* **Tasks and exercises**
(1) Could you rewrite the part of the Tensor chapter starting at "A numpy array is always" and ending at "(default for floats)", with "numeric types" replaced by "data types"?
(2) Which attributes does the Tensor chapter say every Tensor stores? List them all.

[Start Source passage]

Chapter 2: Tensor

✓ Revised for clarity. This chapter has been rewritten with more detailed explanations.

What is a Tensor, and why do we need one?

A numpy array is just data—numbers sitting in memory. It doesn't know where it came from or what created it.

A Tensor is a wrapper around a numpy array that also remembers:

Think of it like a package vs. a tracked package. A numpy array is the item. A Tensor is the item plus its shipping history—where it's been, what happened to it along the way.

This "history" is called the computation graph, and it's what makes automatic differentiation possible (which we'll cover in Chapter 3).

What is a Computation Graph?
A graph that shows:
  • Numbers (Tensors) as nodes
  • Operations (add, multiply, etc.) as nodes
  • Edges showing how data flows from inputs → operations → outputs
When you do c = a + b, the graph records: "c was created by adding a and b." Later, when computing gradients, we walk backwards through this graph.

Tensor Attributes

Every Tensor stores these attributes:

AttributeWhat it is
dataThe actual numbers (always a numpy array)
dtypeThe type of the elements in the array (see below)
gradGradients computed during backpropagation (starts as None)
requires_gradShould we track this tensor for gradient computation?
_opWhat operation created this tensor (None for tensors you create directly)
_inputsWhat tensors were used to create this one (empty list for tensors you create directly)

What's dtype?

A numpy array is always an ndarray object, but the elements inside can be different numeric types:

np.array([1, 2, 3])                  # int64 (default for integers)
np.array([1.0, 2.0, 3.0])            # float64 (default for floats)
np.array([1, 2, 3], dtype="float32") # float32 (explicit)

Deep learning typically uses float32 because it's precise enough for neural network math, uses half the memory of float64, and GPUs are optimized for it. That's why our Tensor defaults to dtype="float32".

What's _op and _inputs?

The last two (_op and _inputs) are how we build the computation graph. When you do c = a + b, the resulting tensor c will have _op = "add" and _inputs = [a, b]. That's how it "remembers" its history.

[End Source passage]
[Start Entries]

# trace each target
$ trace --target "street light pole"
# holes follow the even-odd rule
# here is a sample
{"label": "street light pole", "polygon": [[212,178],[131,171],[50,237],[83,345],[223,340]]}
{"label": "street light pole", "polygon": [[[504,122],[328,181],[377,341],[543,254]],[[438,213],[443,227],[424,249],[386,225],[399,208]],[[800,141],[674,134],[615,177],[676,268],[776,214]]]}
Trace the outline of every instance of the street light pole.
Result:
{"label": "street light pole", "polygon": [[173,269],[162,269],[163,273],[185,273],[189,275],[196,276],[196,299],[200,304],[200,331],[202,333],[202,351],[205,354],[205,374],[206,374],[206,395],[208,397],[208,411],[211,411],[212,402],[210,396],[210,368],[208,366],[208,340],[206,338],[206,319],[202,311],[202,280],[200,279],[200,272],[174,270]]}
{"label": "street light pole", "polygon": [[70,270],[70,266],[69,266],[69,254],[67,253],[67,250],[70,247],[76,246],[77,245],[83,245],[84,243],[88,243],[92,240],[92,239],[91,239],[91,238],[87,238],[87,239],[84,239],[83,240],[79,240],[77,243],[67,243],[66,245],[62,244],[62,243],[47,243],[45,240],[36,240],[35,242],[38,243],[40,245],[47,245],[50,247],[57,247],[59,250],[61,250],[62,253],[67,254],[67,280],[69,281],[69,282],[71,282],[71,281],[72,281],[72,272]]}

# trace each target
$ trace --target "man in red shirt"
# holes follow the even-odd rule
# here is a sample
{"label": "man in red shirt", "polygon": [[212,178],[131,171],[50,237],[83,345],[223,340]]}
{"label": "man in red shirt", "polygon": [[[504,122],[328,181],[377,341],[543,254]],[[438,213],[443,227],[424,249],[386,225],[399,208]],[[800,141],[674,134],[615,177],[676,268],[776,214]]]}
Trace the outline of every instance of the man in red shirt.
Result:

[End Entries]

* **List of solutions**
(1)
A numpy array is always an ndarray object, but the elements inside can be different data types:

np.array([1, 2, 3])                  # int64 (default for integers)
np.array([1.0, 2.0, 3.0])            # float64 (default for floats)

(2)
data
dtype
grad
requires_grad
_op
_inputs